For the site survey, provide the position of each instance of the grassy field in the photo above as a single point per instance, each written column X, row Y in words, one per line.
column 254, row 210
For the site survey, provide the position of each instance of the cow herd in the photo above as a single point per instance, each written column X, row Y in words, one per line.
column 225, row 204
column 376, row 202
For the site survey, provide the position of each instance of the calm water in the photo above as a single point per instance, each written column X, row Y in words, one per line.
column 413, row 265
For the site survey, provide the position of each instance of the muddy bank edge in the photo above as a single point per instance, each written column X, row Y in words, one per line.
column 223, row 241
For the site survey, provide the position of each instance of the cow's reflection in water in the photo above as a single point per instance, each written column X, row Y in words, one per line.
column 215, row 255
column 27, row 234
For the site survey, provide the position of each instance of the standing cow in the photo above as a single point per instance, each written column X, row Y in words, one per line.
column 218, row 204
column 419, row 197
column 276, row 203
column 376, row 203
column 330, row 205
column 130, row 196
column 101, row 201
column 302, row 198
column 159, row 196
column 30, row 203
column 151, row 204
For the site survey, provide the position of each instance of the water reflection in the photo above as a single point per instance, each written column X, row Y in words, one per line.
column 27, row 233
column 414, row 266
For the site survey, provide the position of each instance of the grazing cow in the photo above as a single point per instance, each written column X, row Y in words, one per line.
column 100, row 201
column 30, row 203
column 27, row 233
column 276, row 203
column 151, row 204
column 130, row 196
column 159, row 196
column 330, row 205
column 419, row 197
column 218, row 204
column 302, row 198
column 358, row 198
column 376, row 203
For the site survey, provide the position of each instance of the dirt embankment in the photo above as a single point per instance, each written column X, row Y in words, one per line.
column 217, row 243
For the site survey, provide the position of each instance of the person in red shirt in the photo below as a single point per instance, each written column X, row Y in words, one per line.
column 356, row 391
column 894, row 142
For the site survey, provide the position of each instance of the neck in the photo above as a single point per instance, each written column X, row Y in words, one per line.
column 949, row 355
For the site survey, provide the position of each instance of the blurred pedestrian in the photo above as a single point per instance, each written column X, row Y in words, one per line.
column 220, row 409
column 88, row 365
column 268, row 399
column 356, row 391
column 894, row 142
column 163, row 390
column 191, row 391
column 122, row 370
------------------------------------------------
• **Task brief**:
Could you restate every entry above word for word?

• **Solution to the exercise**:
For the site survey, provide the position of each instance of the grassy field in the photo above as a single point per instance, each written column X, row Y in words, one per line.
column 254, row 210
For the site survey, provide the position of each instance of the cow herd in the photo above as a single point per instance, each written column X, row Y in words, one per line.
column 225, row 204
column 376, row 202
For the site survey, provide the position of each instance of the calm water in the photo above as a single point per instance, each written column X, row Y in words, one per line.
column 413, row 265
For the site survey, provide the position of each instance of the muddy bank edge in the photo above as a single point per instance, each written column X, row Y in words, one per line.
column 223, row 241
For the site survey, provide the position of each instance of the cow's reflection in water in the photo above as a single point per instance, each written column X, row Y in words, one per line.
column 215, row 255
column 27, row 234
For the site survey, provide the position of each instance of the standing cow in the photo above as a single point per instance, each written column X, row Y in words, one per line.
column 218, row 204
column 419, row 197
column 276, row 203
column 376, row 203
column 330, row 205
column 130, row 196
column 101, row 201
column 302, row 198
column 159, row 196
column 30, row 203
column 151, row 204
For the site survey, provide the position of each instance of the water reflection in the photo above as a single point per instance, each written column X, row Y in words, one per line.
column 27, row 233
column 414, row 266
For the site survey, provide the position of each instance of the grazing cow in the photo above as a single point per instance, each written column X, row Y in words, one per line.
column 100, row 201
column 30, row 203
column 27, row 233
column 276, row 203
column 151, row 204
column 130, row 196
column 159, row 196
column 330, row 205
column 419, row 197
column 218, row 204
column 302, row 198
column 358, row 198
column 376, row 203
For the site survey, provide the position of each instance of the dirt embankment in the photo above as a single point per instance, each written column X, row Y in words, one per line.
column 217, row 243
For the site survey, provide the position of each instance of the person in red shirt in the photo below as a single point per instance, each written column X, row Y in words, one per line.
column 356, row 391
column 894, row 142
For the site survey, provide the position of each instance of the neck in the photo above as a single point per instance, each written column X, row Y in words, one per line.
column 949, row 355
For the site survey, provide the position of each instance of the blurred pedestrian in the photo above as a single point per instance, each written column X, row Y in words, one per line.
column 220, row 409
column 88, row 365
column 268, row 399
column 356, row 391
column 894, row 142
column 163, row 390
column 191, row 391
column 122, row 370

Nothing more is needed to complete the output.